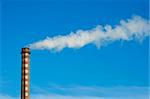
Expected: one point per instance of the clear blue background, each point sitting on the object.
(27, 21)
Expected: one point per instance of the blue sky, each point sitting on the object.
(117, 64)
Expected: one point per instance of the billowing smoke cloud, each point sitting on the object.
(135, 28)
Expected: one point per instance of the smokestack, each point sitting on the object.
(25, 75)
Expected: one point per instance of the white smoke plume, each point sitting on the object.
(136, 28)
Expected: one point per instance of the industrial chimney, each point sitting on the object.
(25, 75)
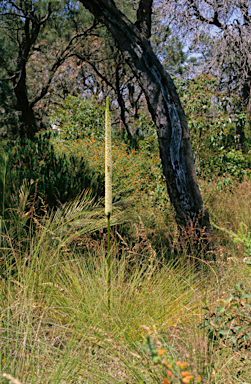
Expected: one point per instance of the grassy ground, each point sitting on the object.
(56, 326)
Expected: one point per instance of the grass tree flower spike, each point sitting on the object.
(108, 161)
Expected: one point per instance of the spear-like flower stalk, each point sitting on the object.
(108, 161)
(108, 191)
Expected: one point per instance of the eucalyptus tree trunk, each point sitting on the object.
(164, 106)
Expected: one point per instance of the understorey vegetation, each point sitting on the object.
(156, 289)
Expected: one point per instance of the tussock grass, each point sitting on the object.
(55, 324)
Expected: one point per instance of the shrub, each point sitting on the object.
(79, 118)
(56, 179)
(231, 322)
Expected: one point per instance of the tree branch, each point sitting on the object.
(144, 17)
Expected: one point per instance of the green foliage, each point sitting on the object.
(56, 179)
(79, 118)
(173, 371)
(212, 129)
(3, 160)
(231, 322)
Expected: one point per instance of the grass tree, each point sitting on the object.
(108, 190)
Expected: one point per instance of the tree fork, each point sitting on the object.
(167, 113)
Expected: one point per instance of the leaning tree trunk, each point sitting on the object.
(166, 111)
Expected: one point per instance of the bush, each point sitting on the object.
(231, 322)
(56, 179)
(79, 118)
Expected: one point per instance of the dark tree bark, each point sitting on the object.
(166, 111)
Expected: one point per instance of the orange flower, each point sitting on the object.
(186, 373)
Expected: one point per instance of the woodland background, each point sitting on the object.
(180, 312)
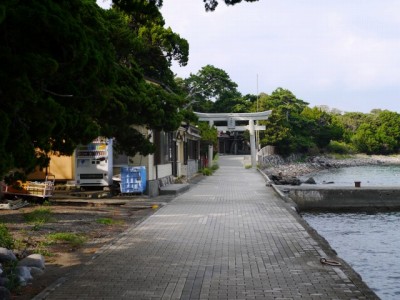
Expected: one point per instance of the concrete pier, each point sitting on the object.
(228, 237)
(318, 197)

****

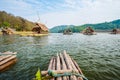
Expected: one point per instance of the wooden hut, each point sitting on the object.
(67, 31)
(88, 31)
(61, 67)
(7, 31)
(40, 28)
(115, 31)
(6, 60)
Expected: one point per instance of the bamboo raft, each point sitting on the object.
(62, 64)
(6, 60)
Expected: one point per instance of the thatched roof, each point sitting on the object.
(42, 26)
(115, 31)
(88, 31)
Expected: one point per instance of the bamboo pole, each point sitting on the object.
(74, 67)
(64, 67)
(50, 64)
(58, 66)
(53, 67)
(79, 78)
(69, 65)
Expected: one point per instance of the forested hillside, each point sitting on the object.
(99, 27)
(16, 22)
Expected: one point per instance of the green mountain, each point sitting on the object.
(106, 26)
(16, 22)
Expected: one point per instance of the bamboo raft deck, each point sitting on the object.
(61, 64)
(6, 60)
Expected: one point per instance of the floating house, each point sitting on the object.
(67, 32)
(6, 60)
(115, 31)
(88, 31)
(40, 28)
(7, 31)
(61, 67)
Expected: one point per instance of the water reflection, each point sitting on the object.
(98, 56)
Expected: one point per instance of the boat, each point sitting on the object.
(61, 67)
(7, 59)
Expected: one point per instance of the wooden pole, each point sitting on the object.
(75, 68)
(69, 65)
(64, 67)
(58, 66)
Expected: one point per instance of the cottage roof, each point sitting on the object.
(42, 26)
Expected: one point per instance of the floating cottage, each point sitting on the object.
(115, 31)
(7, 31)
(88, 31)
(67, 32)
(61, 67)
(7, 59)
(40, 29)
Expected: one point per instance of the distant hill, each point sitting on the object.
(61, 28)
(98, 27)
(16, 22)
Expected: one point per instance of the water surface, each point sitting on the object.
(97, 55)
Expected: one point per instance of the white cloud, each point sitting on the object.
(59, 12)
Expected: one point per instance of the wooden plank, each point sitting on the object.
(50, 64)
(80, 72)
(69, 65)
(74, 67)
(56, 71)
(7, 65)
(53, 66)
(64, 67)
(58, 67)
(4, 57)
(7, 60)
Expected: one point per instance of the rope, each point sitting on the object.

****

> [The exercise] Scale the records starting with the line containing "Expected: one point per instance of the green mountain, each" and going on through the line containing "Expected: one point per instance of the rope, each". Reproduce only those lines, requests unchanged, with each coordinate in the answers multiplied by 1.2 and rounded to a whole number, halves up.

> [Finished task]
Expected: one point per instance of the green mountain, each point sitting on the object.
(127, 31)
(19, 26)
Expected: one point per instance of the bamboo raft deck, each point sitting on the object.
(73, 77)
(7, 72)
Expected: one point per instance of the floating house, each point sitting on the object.
(80, 38)
(7, 72)
(138, 37)
(106, 37)
(48, 34)
(8, 37)
(73, 80)
Expected: one point per instance of the water reflection, each point sitting on the object.
(118, 67)
Expected: one point per instance of the boat, each point sitting on the object.
(73, 80)
(8, 71)
Expected: one point per instance of the wooden pole, each point sitting on the object.
(90, 82)
(83, 78)
(77, 80)
(70, 79)
Expected: one point per instance of the cottage roof, each point sitting on the object.
(50, 31)
Expected: one point per instance of the floating cottage, each point sitting on the object.
(138, 37)
(8, 37)
(106, 37)
(80, 38)
(73, 80)
(8, 71)
(48, 35)
Expected: one point per instance of the distant hill, each point sitting on the object.
(73, 34)
(118, 32)
(19, 26)
Expected: one point per instance of the water surface, each point sitting on the object.
(116, 66)
Expected: one point per instance of the white cloud, each point sitting on the object.
(71, 14)
Expected: one point per instance of the wooden plank, each point sitting on the object.
(60, 77)
(96, 86)
(83, 78)
(89, 80)
(67, 85)
(8, 78)
(64, 79)
(77, 80)
(70, 80)
(5, 68)
(8, 72)
Expected: one point per instance of the rope, each point sitting on the object.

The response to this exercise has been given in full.